=== Problem to solve ===
Copy out the listing below verbatim, beginning at the line that contains "If any distant" and stopping after the line that contains "[282,0,500,84]".

=== Material ===

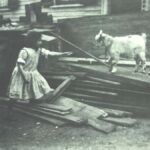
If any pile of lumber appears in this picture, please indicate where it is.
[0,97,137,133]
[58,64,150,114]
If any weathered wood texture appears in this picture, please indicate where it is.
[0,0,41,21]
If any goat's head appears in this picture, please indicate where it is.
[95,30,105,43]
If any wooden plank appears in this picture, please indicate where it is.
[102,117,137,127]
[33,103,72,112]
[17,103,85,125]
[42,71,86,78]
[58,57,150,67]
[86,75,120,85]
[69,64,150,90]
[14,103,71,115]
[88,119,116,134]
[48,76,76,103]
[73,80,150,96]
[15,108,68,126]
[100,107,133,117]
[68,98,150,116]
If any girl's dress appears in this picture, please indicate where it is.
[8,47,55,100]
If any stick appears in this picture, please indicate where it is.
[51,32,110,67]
==
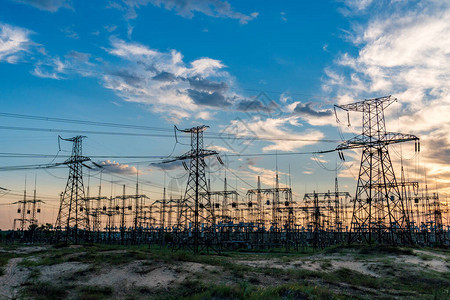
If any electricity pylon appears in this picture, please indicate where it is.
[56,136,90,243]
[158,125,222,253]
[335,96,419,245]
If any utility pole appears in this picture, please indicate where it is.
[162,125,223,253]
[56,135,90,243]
--
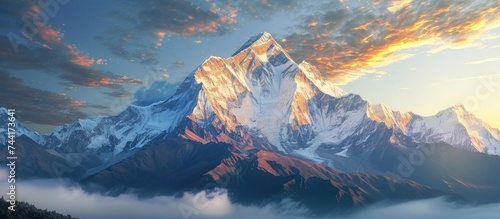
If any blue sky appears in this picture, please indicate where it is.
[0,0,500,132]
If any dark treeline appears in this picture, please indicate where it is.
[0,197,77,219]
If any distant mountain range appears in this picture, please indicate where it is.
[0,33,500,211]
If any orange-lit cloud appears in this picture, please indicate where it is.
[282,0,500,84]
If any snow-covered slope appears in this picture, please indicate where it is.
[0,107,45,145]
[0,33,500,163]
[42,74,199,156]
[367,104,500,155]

=== Answer to the task ===
If any distant mountain range appears in this picture, please indicate where it is.
[0,33,500,211]
If any orange-lit cloud appears in this picture, please indicate where it is.
[282,0,500,84]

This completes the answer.